## TASK DIRECTIONS
Of the entries below, return exactly those lines that fall between the one containing "Target: spectator's hand" and the one containing "Question. Give the pixel coordinates of a point on the red", the two end lines included.

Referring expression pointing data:
- Opening Delimiter -

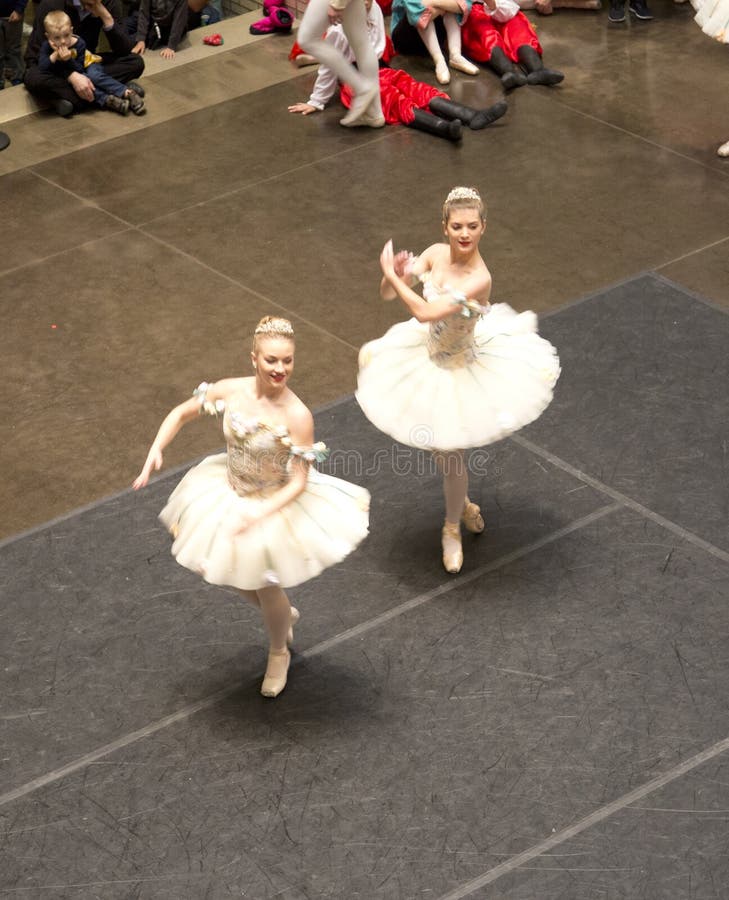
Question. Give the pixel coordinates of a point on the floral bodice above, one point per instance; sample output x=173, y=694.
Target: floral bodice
x=450, y=342
x=259, y=454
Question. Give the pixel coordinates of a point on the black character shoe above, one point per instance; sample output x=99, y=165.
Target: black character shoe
x=639, y=8
x=117, y=104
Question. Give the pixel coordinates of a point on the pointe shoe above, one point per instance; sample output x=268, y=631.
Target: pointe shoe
x=472, y=518
x=442, y=72
x=457, y=61
x=452, y=550
x=274, y=681
x=295, y=616
x=360, y=104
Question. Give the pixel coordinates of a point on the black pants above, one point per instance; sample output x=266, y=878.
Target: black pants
x=49, y=88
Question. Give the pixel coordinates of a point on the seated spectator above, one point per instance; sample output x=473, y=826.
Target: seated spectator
x=76, y=92
x=404, y=100
x=499, y=34
x=11, y=33
x=161, y=24
x=64, y=52
x=415, y=14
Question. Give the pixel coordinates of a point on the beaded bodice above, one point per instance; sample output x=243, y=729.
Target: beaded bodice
x=450, y=342
x=259, y=454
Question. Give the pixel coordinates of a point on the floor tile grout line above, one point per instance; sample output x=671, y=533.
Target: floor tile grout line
x=191, y=709
x=721, y=172
x=594, y=818
x=167, y=474
x=692, y=253
x=622, y=499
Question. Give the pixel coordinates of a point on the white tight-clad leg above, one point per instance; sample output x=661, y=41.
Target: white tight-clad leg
x=311, y=40
x=278, y=617
x=430, y=39
x=455, y=487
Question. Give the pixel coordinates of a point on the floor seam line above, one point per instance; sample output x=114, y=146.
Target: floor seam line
x=599, y=815
x=622, y=499
x=191, y=709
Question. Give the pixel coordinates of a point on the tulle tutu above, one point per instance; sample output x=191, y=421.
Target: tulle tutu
x=505, y=382
x=316, y=530
x=713, y=18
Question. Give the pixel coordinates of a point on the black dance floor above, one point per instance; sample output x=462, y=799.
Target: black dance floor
x=552, y=723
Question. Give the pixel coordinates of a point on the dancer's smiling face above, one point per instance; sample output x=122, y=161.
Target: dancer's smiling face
x=273, y=360
x=464, y=229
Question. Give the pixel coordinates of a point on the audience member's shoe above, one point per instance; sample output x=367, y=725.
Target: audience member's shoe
x=639, y=8
x=117, y=104
x=457, y=61
x=305, y=59
x=63, y=108
x=513, y=79
x=442, y=72
x=136, y=104
x=277, y=669
x=360, y=105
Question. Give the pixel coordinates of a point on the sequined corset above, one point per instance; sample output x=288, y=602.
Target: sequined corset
x=258, y=456
x=450, y=341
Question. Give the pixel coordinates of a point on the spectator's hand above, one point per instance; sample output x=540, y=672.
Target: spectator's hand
x=83, y=86
x=304, y=108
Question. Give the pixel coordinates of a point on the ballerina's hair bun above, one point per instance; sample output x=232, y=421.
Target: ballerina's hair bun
x=464, y=198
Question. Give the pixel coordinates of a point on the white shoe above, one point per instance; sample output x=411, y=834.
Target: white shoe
x=360, y=103
x=442, y=73
x=463, y=65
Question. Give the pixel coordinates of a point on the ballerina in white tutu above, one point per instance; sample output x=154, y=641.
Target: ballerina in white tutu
x=461, y=373
x=259, y=518
x=713, y=17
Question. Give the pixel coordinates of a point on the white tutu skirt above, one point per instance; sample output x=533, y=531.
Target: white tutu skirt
x=507, y=383
x=713, y=18
x=316, y=530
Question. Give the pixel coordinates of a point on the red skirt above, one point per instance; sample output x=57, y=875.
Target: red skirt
x=480, y=34
x=400, y=94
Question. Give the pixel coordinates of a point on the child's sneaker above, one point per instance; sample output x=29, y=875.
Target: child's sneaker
x=117, y=104
x=136, y=104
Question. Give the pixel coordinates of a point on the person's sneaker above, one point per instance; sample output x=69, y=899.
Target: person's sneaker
x=639, y=8
x=136, y=104
x=63, y=108
x=117, y=104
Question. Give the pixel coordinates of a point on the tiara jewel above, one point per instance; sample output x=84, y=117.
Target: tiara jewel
x=461, y=193
x=275, y=326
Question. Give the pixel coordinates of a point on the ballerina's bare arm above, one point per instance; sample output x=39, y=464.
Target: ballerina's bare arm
x=300, y=427
x=173, y=422
x=422, y=310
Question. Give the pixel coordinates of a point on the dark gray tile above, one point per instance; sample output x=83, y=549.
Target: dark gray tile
x=411, y=759
x=641, y=403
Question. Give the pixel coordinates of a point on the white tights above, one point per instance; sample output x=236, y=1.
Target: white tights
x=452, y=464
x=354, y=23
x=276, y=611
x=453, y=32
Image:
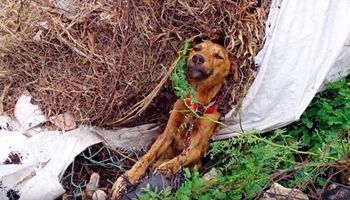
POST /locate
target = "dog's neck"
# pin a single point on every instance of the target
(205, 92)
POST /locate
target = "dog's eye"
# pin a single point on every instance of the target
(218, 56)
(196, 48)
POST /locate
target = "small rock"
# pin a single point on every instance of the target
(210, 175)
(99, 195)
(65, 121)
(336, 192)
(278, 192)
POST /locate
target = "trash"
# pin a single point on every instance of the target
(27, 114)
(278, 192)
(92, 186)
(299, 55)
(33, 160)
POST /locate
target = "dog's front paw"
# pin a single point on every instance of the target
(165, 169)
(119, 188)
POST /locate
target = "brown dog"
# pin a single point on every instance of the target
(186, 138)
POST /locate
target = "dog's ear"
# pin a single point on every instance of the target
(234, 68)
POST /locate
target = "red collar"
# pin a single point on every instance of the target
(203, 109)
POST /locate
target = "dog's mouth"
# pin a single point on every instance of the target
(197, 72)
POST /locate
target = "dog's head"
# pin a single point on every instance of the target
(208, 61)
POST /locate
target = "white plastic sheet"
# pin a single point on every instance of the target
(33, 160)
(307, 44)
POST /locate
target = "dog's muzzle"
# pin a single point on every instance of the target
(195, 68)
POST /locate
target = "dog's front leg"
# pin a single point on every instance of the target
(199, 144)
(159, 146)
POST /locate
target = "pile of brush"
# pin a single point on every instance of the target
(105, 61)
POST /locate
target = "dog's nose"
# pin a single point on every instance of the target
(197, 59)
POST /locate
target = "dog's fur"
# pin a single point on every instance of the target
(185, 138)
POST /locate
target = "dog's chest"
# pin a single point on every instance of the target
(182, 137)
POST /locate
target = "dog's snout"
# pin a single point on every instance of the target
(197, 59)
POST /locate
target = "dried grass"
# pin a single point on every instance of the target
(99, 58)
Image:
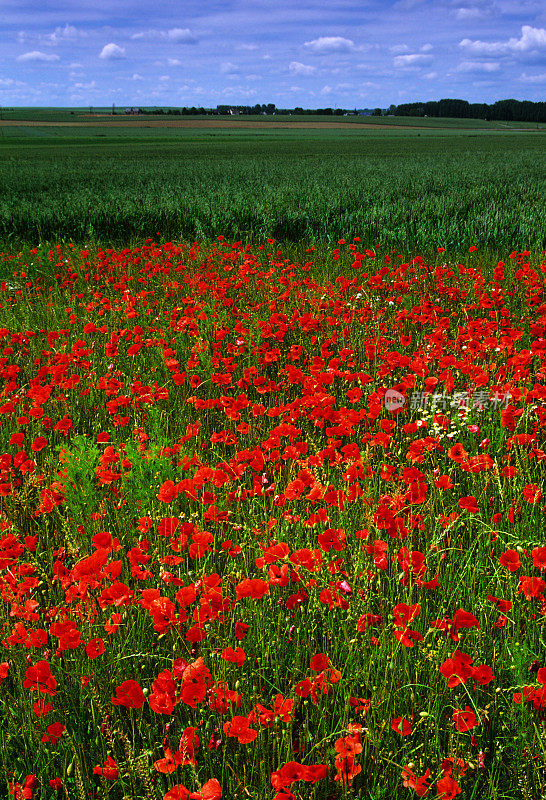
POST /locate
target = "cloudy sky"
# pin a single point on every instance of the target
(347, 53)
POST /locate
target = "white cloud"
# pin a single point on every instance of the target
(178, 35)
(227, 68)
(37, 55)
(112, 51)
(469, 13)
(183, 35)
(478, 66)
(533, 78)
(330, 44)
(411, 60)
(531, 40)
(297, 68)
(68, 33)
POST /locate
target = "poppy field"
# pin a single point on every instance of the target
(270, 528)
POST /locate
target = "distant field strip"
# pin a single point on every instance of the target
(143, 122)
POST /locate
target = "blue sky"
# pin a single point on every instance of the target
(288, 52)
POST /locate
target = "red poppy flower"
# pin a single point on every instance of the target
(40, 679)
(254, 588)
(539, 557)
(510, 560)
(469, 504)
(167, 492)
(94, 648)
(457, 669)
(129, 694)
(404, 614)
(54, 733)
(532, 493)
(168, 764)
(531, 587)
(464, 720)
(319, 662)
(211, 790)
(447, 788)
(237, 656)
(239, 726)
(109, 770)
(401, 726)
(420, 786)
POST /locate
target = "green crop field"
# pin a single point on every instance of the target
(412, 189)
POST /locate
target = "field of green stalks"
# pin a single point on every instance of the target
(410, 189)
(272, 494)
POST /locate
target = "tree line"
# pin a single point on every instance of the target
(505, 110)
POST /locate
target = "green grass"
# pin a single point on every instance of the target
(408, 189)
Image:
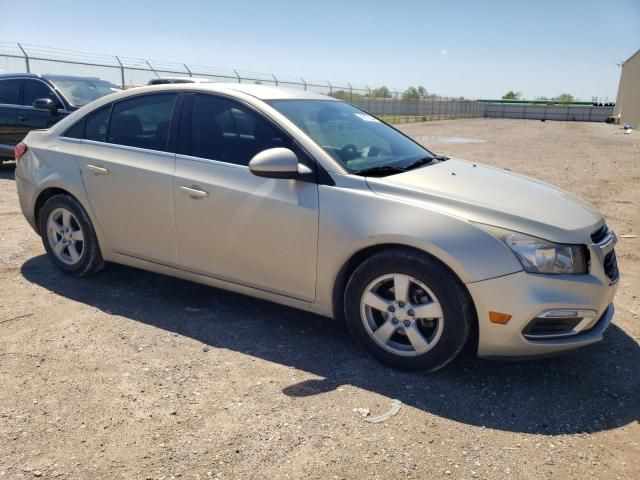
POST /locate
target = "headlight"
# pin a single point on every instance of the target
(541, 256)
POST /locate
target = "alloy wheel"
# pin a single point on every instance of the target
(401, 314)
(65, 236)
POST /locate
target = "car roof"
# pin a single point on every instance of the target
(262, 92)
(161, 80)
(48, 76)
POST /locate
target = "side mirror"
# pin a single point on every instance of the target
(277, 163)
(45, 104)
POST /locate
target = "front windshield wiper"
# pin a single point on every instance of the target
(419, 163)
(379, 171)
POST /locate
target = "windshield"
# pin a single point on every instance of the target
(357, 140)
(79, 92)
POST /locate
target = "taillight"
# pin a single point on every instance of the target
(19, 151)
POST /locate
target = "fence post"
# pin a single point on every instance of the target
(396, 109)
(26, 58)
(384, 101)
(121, 71)
(156, 73)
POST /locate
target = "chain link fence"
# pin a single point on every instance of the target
(393, 106)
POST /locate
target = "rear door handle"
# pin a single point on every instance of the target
(97, 170)
(194, 192)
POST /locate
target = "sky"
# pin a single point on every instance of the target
(457, 47)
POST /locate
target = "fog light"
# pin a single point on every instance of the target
(499, 317)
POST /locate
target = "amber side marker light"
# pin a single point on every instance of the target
(499, 317)
(19, 151)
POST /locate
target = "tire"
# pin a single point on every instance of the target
(73, 253)
(428, 329)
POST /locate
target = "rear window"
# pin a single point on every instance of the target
(81, 91)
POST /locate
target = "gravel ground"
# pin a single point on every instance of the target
(135, 375)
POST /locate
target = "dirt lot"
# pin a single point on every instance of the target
(131, 374)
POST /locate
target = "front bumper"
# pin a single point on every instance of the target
(524, 296)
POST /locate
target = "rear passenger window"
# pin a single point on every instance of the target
(76, 130)
(10, 91)
(96, 124)
(227, 131)
(142, 122)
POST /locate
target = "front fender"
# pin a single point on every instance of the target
(353, 219)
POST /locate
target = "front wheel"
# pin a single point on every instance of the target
(408, 310)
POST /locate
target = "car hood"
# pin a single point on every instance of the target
(493, 196)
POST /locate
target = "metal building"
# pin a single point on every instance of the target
(627, 108)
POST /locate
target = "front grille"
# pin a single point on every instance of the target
(611, 266)
(600, 234)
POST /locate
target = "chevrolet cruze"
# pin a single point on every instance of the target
(310, 202)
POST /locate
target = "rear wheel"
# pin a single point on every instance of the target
(407, 310)
(68, 236)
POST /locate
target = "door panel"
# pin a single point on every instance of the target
(128, 175)
(131, 193)
(249, 230)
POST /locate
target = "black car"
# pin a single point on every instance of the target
(29, 101)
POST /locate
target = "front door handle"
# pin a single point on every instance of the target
(98, 170)
(194, 192)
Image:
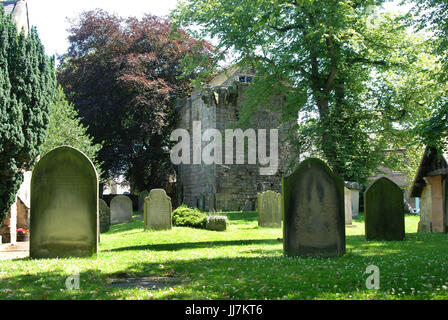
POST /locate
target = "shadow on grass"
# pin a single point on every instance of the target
(248, 216)
(197, 245)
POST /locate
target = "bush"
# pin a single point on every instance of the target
(184, 216)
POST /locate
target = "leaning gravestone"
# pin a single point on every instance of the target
(158, 210)
(348, 206)
(269, 205)
(104, 216)
(141, 200)
(64, 205)
(120, 210)
(313, 211)
(384, 211)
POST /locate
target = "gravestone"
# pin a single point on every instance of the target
(348, 206)
(158, 210)
(120, 210)
(384, 211)
(141, 200)
(269, 208)
(104, 216)
(64, 205)
(313, 211)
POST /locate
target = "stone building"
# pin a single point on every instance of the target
(430, 185)
(220, 186)
(19, 11)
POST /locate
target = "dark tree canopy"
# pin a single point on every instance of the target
(27, 84)
(123, 76)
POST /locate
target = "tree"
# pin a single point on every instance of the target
(340, 64)
(431, 17)
(27, 83)
(122, 75)
(65, 128)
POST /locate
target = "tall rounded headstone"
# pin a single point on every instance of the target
(120, 210)
(64, 205)
(104, 216)
(384, 211)
(141, 200)
(313, 211)
(158, 208)
(269, 209)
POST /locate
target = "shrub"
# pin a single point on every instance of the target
(184, 216)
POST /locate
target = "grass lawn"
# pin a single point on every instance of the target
(245, 262)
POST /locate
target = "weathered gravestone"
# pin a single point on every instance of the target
(141, 200)
(64, 205)
(384, 211)
(120, 210)
(269, 206)
(104, 216)
(313, 211)
(348, 206)
(157, 213)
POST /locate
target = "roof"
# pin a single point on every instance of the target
(432, 164)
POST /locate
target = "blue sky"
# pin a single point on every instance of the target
(50, 16)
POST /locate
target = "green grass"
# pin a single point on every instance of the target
(245, 262)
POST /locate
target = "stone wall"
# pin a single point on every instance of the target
(220, 186)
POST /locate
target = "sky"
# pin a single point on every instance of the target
(50, 16)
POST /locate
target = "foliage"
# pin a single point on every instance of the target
(65, 128)
(184, 216)
(431, 17)
(355, 77)
(27, 84)
(122, 75)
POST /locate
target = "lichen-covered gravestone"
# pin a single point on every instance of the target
(104, 216)
(348, 206)
(64, 205)
(313, 211)
(141, 200)
(269, 208)
(120, 210)
(157, 213)
(384, 211)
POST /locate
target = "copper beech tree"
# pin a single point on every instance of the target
(124, 77)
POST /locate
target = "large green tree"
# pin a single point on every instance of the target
(122, 75)
(27, 84)
(342, 66)
(65, 129)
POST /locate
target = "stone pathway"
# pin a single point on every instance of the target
(19, 251)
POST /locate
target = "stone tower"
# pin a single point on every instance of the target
(19, 11)
(220, 186)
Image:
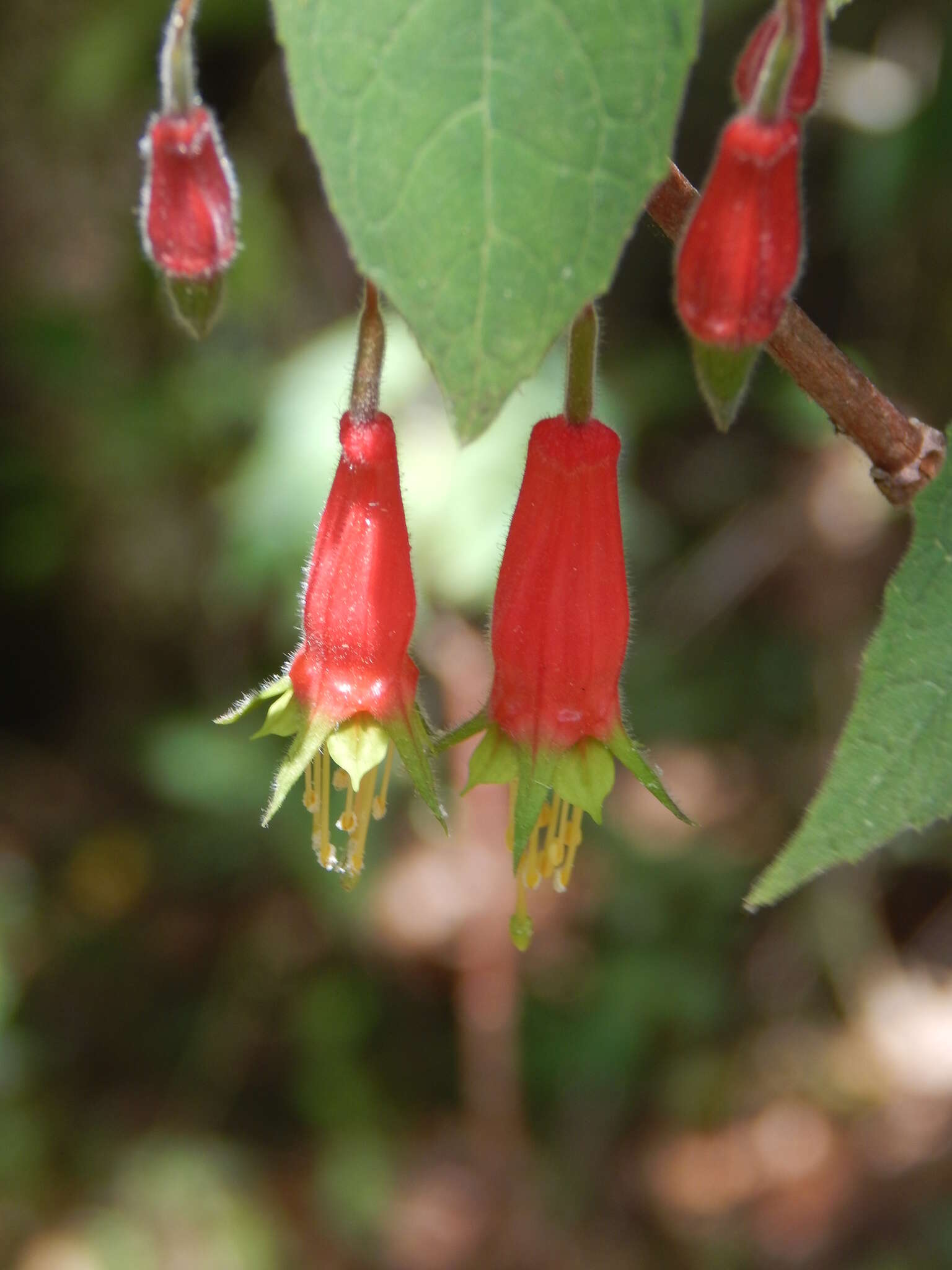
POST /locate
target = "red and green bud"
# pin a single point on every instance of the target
(788, 41)
(741, 255)
(348, 696)
(559, 633)
(188, 215)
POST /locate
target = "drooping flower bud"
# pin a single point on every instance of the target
(350, 693)
(188, 215)
(741, 255)
(803, 25)
(560, 631)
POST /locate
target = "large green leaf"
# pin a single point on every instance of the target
(892, 769)
(488, 159)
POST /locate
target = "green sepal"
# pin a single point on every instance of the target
(412, 739)
(479, 723)
(631, 757)
(283, 719)
(535, 783)
(300, 753)
(495, 761)
(196, 303)
(358, 746)
(268, 690)
(724, 376)
(584, 776)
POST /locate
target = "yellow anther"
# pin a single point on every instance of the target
(562, 879)
(358, 838)
(348, 821)
(551, 851)
(534, 876)
(379, 807)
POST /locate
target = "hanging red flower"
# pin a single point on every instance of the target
(348, 694)
(188, 206)
(741, 255)
(560, 633)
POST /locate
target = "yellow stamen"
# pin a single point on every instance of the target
(358, 840)
(562, 879)
(531, 861)
(348, 821)
(551, 850)
(325, 848)
(380, 804)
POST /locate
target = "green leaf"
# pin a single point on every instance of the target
(495, 761)
(488, 161)
(584, 775)
(892, 768)
(300, 753)
(723, 376)
(272, 689)
(631, 757)
(358, 746)
(535, 783)
(412, 742)
(462, 733)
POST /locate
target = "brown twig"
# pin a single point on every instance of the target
(364, 393)
(906, 453)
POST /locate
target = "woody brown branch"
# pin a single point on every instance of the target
(906, 453)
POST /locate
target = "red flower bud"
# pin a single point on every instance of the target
(190, 196)
(560, 618)
(760, 45)
(741, 254)
(359, 605)
(805, 20)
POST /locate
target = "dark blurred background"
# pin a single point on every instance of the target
(213, 1057)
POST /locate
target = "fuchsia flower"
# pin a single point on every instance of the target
(741, 255)
(560, 631)
(348, 695)
(188, 210)
(803, 23)
(190, 197)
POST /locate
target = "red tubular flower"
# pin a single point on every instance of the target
(557, 681)
(359, 605)
(560, 631)
(805, 23)
(190, 197)
(350, 690)
(741, 254)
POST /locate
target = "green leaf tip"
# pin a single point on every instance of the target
(631, 757)
(547, 172)
(270, 690)
(412, 741)
(891, 770)
(724, 376)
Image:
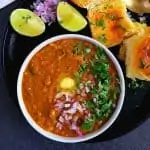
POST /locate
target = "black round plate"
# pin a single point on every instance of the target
(16, 48)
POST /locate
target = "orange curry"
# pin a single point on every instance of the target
(70, 87)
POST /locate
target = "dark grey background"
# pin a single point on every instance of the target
(16, 134)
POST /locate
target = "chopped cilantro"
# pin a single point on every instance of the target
(90, 104)
(88, 124)
(133, 84)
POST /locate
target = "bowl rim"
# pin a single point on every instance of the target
(50, 135)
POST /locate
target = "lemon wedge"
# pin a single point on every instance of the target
(27, 23)
(69, 18)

- Closing Delimiter -

## REPLY TO THE TASK
Target: spectator's hand
x=83, y=86
x=304, y=108
Question. Give the pixel coordinates of a point on the ballerina's hair bun above, one point per instance; sample output x=232, y=421.
Target: ballerina's hair bun
x=464, y=198
Question. Give the pixel coordinates of a point on the white shoe above, one point per instance; sample output x=411, y=834.
Target: white shoe
x=360, y=103
x=442, y=73
x=463, y=65
Question. Give the pixel coordinates of a point on the ballerina in white tutu above, one point per instance; sample output x=154, y=641.
Target: ballerina in white tutu
x=461, y=373
x=259, y=518
x=713, y=17
Question. Give the pixel coordinates of a point on the white tutu skirt above, one point per instance; sample output x=533, y=531.
Target: white tutu skirt
x=507, y=383
x=713, y=18
x=316, y=530
Question. Give the pixel coordinates of a point on the red skirt above, one point per instance; sample output x=57, y=875.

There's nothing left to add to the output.